Begin at the line that has "Definition first: for each instance of the man in blue" and copy every line through the end of the listing, requests included, multiplying each coordinate in the answers by 2.55 and rounding to whole numbers, with halves rounded up. Leave the numbers in the requests and their format samples unchanged.
^^^^^^^^
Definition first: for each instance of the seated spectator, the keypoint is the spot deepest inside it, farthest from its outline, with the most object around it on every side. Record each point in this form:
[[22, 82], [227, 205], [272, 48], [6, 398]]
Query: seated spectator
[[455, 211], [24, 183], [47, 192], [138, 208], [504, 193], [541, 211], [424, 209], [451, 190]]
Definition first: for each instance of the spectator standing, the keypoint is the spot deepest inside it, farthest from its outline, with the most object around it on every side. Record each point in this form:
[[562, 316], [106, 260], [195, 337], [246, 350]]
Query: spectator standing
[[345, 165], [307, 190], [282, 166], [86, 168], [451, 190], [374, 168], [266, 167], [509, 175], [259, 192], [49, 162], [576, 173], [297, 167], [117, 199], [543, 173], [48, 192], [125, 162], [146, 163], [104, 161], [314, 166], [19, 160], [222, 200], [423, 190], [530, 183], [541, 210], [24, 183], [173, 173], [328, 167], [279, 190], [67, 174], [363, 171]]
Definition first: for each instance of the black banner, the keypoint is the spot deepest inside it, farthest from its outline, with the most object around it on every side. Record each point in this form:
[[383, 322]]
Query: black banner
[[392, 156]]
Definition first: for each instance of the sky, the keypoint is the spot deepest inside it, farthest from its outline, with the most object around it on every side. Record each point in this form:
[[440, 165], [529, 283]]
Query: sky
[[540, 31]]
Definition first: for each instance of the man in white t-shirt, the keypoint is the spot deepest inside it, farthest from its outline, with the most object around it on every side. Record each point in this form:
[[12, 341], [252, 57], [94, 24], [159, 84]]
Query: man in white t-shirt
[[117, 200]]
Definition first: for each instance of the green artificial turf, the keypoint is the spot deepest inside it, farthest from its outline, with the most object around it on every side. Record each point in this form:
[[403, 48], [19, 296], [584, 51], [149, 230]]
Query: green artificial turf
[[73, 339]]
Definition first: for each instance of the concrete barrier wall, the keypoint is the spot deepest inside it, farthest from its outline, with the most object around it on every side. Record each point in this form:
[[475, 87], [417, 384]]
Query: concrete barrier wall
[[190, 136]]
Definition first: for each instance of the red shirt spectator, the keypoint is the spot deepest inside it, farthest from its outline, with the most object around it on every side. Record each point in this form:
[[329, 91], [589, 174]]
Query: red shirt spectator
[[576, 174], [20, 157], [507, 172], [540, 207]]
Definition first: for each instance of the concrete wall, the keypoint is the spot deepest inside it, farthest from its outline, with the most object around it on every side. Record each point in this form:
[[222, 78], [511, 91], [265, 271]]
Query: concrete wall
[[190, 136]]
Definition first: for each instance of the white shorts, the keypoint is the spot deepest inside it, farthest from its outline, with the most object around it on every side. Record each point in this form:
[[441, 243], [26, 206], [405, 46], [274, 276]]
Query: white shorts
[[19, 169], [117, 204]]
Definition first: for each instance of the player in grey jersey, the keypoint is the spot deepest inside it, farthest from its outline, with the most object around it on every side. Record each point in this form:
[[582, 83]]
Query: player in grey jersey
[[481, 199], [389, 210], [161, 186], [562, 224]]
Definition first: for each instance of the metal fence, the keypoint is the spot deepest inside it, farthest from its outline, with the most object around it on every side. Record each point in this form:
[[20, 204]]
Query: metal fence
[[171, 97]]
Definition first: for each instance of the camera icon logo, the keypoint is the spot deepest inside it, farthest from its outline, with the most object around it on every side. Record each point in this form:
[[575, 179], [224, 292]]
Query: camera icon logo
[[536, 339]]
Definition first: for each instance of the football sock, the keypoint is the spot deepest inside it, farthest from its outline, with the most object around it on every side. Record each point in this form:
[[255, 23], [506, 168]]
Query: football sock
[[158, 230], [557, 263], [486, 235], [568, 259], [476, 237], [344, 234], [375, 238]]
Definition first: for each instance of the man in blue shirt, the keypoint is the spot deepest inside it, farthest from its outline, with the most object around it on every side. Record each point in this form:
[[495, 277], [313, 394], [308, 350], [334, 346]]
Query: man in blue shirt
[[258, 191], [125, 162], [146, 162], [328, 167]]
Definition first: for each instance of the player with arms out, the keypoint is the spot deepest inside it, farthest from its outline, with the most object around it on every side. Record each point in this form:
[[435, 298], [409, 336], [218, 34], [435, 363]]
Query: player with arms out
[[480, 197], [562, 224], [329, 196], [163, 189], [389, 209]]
^^^^^^^^
• Solution for this task:
Definition first: for each instance of the man in blue shirt, the keypoint is the spot deepest inside it, farthest from its outline, with the most object around it on every side. Record each point in this form:
[[495, 277], [313, 394], [308, 350], [334, 346]]
Query: man in blue shirt
[[658, 487], [319, 413], [372, 413], [836, 426]]
Definition first: for each instance of the player with arms out, the keypoint is the spot deepest inside it, farthest from its outline, with the most object around it on every side. Record each point in this form:
[[435, 298], [409, 336], [218, 34], [435, 363]]
Query: player with arms out
[[1224, 502], [1433, 571], [839, 500], [416, 482], [992, 533]]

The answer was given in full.